### [Work instructions]
Every line from the one with "of the mulch" to the one with "column 86, row 478", including those two, is to be copied exactly; all other lines of the entries below are left out.

### [Dataset content]
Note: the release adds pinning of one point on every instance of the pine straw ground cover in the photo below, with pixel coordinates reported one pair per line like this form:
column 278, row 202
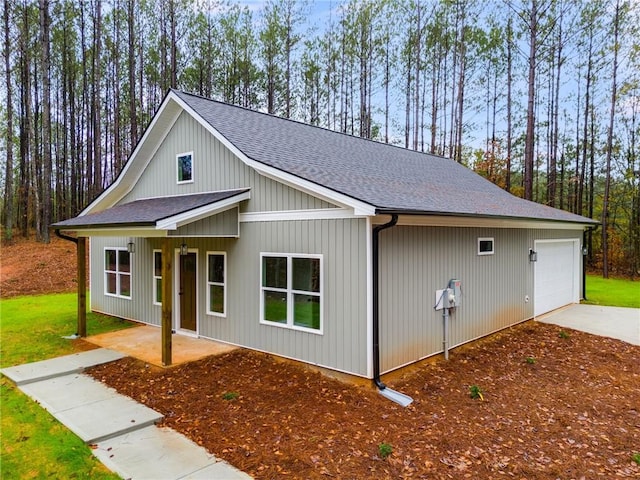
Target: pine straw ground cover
column 555, row 404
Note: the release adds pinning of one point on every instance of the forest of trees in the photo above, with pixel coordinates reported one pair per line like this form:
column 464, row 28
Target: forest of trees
column 542, row 97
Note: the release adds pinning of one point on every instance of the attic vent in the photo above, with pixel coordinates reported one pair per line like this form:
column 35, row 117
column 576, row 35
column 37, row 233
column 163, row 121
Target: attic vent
column 485, row 246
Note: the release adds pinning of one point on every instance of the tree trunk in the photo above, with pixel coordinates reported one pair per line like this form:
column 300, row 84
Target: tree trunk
column 46, row 120
column 529, row 146
column 8, row 187
column 612, row 113
column 133, row 115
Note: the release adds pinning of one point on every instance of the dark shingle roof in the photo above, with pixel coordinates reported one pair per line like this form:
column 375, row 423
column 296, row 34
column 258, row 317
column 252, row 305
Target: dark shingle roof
column 390, row 178
column 148, row 211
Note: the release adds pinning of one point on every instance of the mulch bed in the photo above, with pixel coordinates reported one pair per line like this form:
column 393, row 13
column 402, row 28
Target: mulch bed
column 554, row 406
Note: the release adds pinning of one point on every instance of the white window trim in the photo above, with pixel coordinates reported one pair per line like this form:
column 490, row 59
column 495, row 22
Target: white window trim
column 223, row 285
column 290, row 292
column 155, row 277
column 184, row 154
column 487, row 239
column 118, row 274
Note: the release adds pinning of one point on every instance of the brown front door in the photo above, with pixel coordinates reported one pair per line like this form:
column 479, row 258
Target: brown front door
column 188, row 292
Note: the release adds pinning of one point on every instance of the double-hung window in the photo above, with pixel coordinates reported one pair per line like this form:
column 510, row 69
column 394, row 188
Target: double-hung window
column 291, row 291
column 157, row 277
column 184, row 166
column 216, row 283
column 117, row 272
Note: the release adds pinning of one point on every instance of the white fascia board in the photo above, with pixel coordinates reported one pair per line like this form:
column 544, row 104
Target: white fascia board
column 176, row 221
column 359, row 207
column 312, row 214
column 485, row 222
column 139, row 159
column 136, row 232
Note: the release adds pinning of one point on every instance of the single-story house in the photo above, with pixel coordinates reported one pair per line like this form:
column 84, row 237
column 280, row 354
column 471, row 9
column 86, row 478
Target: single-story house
column 263, row 232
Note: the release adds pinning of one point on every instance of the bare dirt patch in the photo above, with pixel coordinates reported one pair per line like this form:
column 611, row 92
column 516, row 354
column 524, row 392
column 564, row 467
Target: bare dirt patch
column 554, row 406
column 28, row 267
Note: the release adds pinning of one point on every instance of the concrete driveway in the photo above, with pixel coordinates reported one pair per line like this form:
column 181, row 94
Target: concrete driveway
column 613, row 322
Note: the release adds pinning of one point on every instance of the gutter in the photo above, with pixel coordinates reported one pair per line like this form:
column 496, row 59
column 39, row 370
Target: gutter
column 585, row 253
column 392, row 395
column 65, row 237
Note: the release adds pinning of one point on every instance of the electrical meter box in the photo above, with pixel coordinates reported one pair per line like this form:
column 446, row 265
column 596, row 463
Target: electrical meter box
column 449, row 297
column 455, row 296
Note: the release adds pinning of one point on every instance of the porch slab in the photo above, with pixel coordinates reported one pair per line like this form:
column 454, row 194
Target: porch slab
column 145, row 343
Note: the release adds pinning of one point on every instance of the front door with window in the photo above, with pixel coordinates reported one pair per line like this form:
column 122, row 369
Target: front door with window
column 187, row 292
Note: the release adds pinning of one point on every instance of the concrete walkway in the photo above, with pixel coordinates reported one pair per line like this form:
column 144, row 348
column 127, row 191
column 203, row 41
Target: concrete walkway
column 613, row 322
column 122, row 432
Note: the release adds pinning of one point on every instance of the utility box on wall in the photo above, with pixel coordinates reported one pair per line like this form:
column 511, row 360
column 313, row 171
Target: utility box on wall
column 449, row 297
column 456, row 287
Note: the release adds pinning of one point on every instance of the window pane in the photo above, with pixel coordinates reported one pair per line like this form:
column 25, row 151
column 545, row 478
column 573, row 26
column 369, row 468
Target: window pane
column 306, row 274
column 158, row 290
column 216, row 268
column 306, row 311
column 275, row 306
column 216, row 299
column 486, row 246
column 110, row 260
column 157, row 264
column 111, row 286
column 274, row 272
column 125, row 285
column 124, row 258
column 184, row 168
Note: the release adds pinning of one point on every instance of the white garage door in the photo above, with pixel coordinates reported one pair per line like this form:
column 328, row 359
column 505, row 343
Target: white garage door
column 557, row 275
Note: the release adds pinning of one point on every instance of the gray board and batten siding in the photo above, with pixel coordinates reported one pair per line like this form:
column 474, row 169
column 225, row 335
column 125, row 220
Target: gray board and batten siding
column 497, row 290
column 343, row 343
column 215, row 168
column 293, row 169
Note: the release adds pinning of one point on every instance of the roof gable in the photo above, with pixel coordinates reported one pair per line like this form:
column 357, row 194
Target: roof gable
column 367, row 176
column 390, row 178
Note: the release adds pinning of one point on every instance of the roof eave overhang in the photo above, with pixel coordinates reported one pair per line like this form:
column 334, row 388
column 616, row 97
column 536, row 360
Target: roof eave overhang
column 439, row 219
column 176, row 221
column 159, row 228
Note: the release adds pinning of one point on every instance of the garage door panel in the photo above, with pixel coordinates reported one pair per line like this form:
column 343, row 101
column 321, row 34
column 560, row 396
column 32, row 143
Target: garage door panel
column 555, row 275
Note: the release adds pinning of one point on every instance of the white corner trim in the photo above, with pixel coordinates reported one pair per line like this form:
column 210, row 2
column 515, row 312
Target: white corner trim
column 369, row 297
column 312, row 214
column 359, row 207
column 172, row 223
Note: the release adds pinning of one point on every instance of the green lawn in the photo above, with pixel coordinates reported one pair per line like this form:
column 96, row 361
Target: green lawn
column 613, row 292
column 34, row 444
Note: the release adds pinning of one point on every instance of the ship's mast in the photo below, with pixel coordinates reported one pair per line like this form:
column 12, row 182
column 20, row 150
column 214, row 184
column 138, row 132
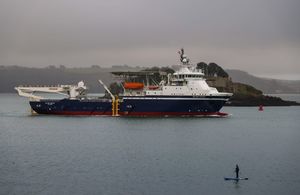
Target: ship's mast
column 183, row 58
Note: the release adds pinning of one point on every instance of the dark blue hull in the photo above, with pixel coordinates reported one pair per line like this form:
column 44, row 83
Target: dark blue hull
column 133, row 106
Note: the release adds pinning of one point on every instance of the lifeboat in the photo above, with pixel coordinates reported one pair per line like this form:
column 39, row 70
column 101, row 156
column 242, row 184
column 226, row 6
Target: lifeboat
column 133, row 85
column 153, row 87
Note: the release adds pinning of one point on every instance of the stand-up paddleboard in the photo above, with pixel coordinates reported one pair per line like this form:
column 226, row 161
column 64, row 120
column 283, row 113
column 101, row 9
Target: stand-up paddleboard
column 236, row 179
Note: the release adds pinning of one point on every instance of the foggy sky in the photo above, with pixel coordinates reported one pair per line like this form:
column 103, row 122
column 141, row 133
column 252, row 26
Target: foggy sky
column 258, row 36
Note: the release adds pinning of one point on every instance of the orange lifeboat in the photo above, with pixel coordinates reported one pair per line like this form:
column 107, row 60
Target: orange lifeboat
column 133, row 85
column 153, row 87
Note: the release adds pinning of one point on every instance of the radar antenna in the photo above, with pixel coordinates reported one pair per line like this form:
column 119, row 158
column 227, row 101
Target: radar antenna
column 183, row 58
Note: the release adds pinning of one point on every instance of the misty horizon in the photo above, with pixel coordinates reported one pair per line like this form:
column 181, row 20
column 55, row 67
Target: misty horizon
column 261, row 38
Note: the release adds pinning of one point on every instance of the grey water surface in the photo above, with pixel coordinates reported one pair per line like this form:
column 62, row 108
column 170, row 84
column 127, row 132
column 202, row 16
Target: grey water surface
column 107, row 155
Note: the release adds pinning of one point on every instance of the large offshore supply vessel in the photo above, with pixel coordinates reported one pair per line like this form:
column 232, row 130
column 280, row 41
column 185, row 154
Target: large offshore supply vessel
column 183, row 93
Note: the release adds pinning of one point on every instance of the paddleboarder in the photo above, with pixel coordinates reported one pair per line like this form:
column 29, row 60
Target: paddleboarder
column 237, row 170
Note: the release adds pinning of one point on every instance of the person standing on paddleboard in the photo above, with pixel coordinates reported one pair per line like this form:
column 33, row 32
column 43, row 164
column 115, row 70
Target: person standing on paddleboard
column 237, row 170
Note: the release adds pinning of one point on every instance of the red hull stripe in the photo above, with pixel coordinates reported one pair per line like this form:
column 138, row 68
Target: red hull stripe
column 173, row 114
column 220, row 114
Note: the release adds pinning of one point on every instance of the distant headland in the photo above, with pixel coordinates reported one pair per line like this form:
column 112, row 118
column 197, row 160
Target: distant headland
column 248, row 90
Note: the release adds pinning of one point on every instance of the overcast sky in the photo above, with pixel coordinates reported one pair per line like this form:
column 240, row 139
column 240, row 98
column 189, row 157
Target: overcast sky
column 258, row 36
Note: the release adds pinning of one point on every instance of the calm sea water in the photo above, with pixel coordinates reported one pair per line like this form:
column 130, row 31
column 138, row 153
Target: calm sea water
column 105, row 155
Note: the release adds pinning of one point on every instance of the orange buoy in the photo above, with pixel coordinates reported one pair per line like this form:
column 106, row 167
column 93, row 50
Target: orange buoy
column 133, row 85
column 153, row 87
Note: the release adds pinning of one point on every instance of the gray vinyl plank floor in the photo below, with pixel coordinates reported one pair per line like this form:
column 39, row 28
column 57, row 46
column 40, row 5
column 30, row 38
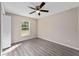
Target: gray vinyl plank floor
column 40, row 47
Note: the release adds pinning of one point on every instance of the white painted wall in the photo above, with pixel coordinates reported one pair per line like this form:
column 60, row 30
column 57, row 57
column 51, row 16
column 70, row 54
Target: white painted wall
column 78, row 24
column 6, row 31
column 16, row 23
column 60, row 28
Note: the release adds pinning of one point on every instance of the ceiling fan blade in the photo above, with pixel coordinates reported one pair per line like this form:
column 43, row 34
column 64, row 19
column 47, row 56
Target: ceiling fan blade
column 39, row 13
column 44, row 10
column 32, row 12
column 42, row 4
column 32, row 8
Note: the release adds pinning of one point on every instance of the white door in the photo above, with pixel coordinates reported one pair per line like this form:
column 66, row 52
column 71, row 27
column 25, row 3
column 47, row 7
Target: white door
column 6, row 31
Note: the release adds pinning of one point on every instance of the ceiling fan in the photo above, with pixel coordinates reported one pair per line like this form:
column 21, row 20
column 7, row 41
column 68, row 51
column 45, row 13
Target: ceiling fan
column 38, row 9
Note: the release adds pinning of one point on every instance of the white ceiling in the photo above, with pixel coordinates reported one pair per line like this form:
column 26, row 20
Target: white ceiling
column 20, row 8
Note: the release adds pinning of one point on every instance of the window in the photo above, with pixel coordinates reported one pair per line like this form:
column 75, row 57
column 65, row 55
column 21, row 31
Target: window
column 25, row 28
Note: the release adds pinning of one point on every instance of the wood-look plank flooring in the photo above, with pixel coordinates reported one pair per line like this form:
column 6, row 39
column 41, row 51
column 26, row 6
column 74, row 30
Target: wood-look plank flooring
column 40, row 47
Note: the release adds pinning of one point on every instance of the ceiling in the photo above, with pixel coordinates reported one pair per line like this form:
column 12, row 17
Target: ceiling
column 20, row 8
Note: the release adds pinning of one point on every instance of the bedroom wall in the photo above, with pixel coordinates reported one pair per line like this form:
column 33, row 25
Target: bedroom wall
column 60, row 28
column 78, row 24
column 0, row 30
column 16, row 34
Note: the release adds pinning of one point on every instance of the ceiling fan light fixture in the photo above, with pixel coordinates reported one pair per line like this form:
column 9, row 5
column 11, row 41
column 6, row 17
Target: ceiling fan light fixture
column 38, row 11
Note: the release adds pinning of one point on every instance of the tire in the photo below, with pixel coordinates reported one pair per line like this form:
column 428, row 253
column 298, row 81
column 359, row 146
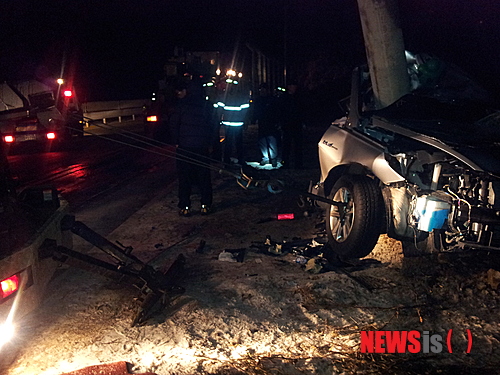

### [Response area]
Note: the release adds pinning of one point on every instance of the mulch bed in the photo above, with pixel coordinates reported one pair per line like this form:
column 393, row 13
column 402, row 28
Target: mulch bed
column 554, row 406
Note: the release adds pinning of one point on every instance of the white window trim in the photo above, with pixel coordinates reported one pair per line like this form:
column 490, row 59
column 495, row 22
Target: white window trim
column 223, row 285
column 290, row 292
column 155, row 277
column 184, row 154
column 487, row 239
column 118, row 274
Note: the release adds pinning of one point on every instance of the brown front door in the photo above, with pixel coordinates reported one pair per line like this form:
column 479, row 258
Target: brown front door
column 188, row 292
Note: the release adds pinning of one point on every instance of the double-hung window in the photo above, with pixel coordinates reported one pair per line like this form:
column 510, row 69
column 394, row 188
Target: double-hung window
column 291, row 291
column 157, row 277
column 184, row 166
column 216, row 283
column 117, row 272
Note: the release adds pinning of one point on every instance of the white fascia board in the photo above, with pixel coordinates reported one pair per line like this form:
column 544, row 104
Target: white fascia board
column 176, row 221
column 359, row 207
column 312, row 214
column 485, row 222
column 139, row 159
column 136, row 232
Note: the release adds pinning of one point on every instance of the single-story house in the photo above, with pixel coordinates reported one pair per line like this form:
column 84, row 237
column 280, row 354
column 471, row 9
column 86, row 478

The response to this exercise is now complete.